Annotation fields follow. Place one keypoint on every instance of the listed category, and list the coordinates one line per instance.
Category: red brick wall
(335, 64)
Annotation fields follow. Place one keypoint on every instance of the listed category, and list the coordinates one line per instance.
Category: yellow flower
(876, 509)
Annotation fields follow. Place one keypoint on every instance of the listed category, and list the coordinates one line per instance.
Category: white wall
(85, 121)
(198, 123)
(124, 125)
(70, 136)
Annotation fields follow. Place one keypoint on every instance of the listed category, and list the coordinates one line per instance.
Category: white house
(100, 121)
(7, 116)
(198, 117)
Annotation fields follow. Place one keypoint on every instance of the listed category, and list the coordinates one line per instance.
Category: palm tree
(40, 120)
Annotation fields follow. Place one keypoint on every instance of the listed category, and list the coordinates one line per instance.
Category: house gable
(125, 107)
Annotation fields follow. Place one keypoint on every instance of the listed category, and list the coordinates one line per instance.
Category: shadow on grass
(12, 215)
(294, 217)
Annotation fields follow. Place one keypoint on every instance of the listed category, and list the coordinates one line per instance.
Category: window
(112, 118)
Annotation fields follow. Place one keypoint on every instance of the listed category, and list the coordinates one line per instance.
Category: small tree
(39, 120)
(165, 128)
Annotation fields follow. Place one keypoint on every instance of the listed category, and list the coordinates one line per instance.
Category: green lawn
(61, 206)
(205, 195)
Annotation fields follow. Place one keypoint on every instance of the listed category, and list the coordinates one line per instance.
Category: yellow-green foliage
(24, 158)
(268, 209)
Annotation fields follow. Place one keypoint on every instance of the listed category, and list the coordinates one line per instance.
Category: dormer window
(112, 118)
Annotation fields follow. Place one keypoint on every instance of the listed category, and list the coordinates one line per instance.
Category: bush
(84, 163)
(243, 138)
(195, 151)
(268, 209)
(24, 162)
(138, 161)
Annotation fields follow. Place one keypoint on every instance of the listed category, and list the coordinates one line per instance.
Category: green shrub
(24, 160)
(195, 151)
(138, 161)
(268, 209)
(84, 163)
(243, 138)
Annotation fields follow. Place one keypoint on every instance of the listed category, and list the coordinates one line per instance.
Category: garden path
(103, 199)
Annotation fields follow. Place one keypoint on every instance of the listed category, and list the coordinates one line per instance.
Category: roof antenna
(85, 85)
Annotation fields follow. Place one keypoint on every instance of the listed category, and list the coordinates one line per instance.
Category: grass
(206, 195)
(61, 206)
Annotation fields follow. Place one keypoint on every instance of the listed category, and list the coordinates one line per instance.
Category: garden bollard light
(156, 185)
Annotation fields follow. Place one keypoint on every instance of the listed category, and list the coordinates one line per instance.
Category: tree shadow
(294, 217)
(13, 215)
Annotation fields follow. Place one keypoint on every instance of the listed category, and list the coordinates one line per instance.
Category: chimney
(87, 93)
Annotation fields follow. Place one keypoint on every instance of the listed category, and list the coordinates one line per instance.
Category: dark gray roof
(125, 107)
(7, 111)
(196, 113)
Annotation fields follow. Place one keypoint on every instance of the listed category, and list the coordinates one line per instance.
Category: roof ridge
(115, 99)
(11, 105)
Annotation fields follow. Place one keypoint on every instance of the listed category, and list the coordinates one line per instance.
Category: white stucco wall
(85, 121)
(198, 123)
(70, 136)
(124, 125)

______

**TASK INSTRUCTIONS**
Go through the records above and set each one down exactly, please.

**THE SOLUTION**
Annotation fields follow. Place one keypoint on every instance of the listed category, and list the coordinates one line per instance.
Category: red brick wall
(335, 64)
Annotation fields follow. Place one keypoint on every instance of the listed category, and list the coordinates one line per instance.
Category: yellow flower
(876, 509)
Annotation fields follow. Place one keypoint on every instance of the listed category, and list the coordinates one line per instance.
Category: white wall
(85, 121)
(198, 123)
(124, 125)
(70, 136)
Annotation fields follow. Place one keypoint on every instance of the listed category, and list the coordinates one line per instance.
Category: white house
(100, 121)
(7, 116)
(198, 117)
Annotation fields follow. Place one keypoint on every instance of the listed category, and list the coordinates one line per instance.
Category: palm tree
(40, 120)
Annotation fields follow. Place one keypoint on every instance of the listed category, and list the coordinates one line per instance.
Category: house gable
(125, 107)
Annotation fields follow. Place one keypoint on every instance of the listed category, and list the coordinates one line per instance.
Category: shadow on grass
(12, 215)
(294, 217)
Annotation fields follow. Place one keypoint on every instance of the listed category, and list the coordinates one line per instance.
Category: window
(112, 118)
Annotation fields follow. Place one keypoint on every instance of the listed category, and list the coordinates one line per instance.
Category: small tree
(39, 120)
(165, 128)
Annotation fields follow. Place one keypoint on every instance of the listed category, and list the coordinates one line per instance.
Category: green lawn
(61, 206)
(205, 195)
Annotation fields follow. Place one keypoint on every instance of the listed category, and list the coordinates one line per instance.
Category: yellow-green foliage
(24, 158)
(268, 209)
Annotation fields follow. Place one keypoint on every instance of the listed category, and list the coordinates one line per instance.
Category: dormer window
(112, 118)
Annotation fields follow. Place one keypoint on every instance of the listed category, and list the coordinates one line per instance.
Category: bush
(84, 163)
(243, 138)
(195, 151)
(268, 209)
(24, 162)
(138, 161)
Annotation fields follow. Place one keypoint on every instance of the listed category, and list the coordinates one line per instance.
Category: green shrub
(24, 160)
(195, 151)
(138, 161)
(268, 209)
(84, 163)
(243, 138)
Annotation fields follow. Place one keypoint on every instance of the listed category, and list the coordinates one line per instance.
Category: garden path
(103, 199)
Annotation fields follow. Place one keypoint on every instance of the listed category, and list the coordinates one line per instance.
Category: roof antenna
(85, 85)
Annotation fields follow. Place one keypoint on every instance of the listed category, and list the coordinates one line per instance.
Category: grass
(206, 195)
(61, 206)
Annotation fields follow. Place one keypoint on every instance of the listed category, and list the coordinates one line per instance.
Category: garden bollard light
(156, 185)
Annotation fields follow. Place one keypoint on every instance of the listed category, and list the coordinates one line per instance.
Category: tree shadow
(294, 217)
(13, 215)
Annotation fields follow. Place one keypoint on every instance of the listed category, and list the coordinates one line per instance.
Category: chimney
(87, 93)
Annotation fields follow. Place one keypoint on every instance of the listed category, and list the coordinates one line per instance.
Category: dark gray roof
(125, 107)
(7, 111)
(196, 113)
Annotation fields follow. Place one keypoint on every instance of the listed category, and list the coordinates one line per instance.
Category: roof ridge
(115, 99)
(11, 105)
Annotation fields follow. Place one keypoint on every instance of the listed category, and list the coordinates one line per instance.
Category: white stucco wall
(85, 121)
(198, 123)
(70, 136)
(124, 125)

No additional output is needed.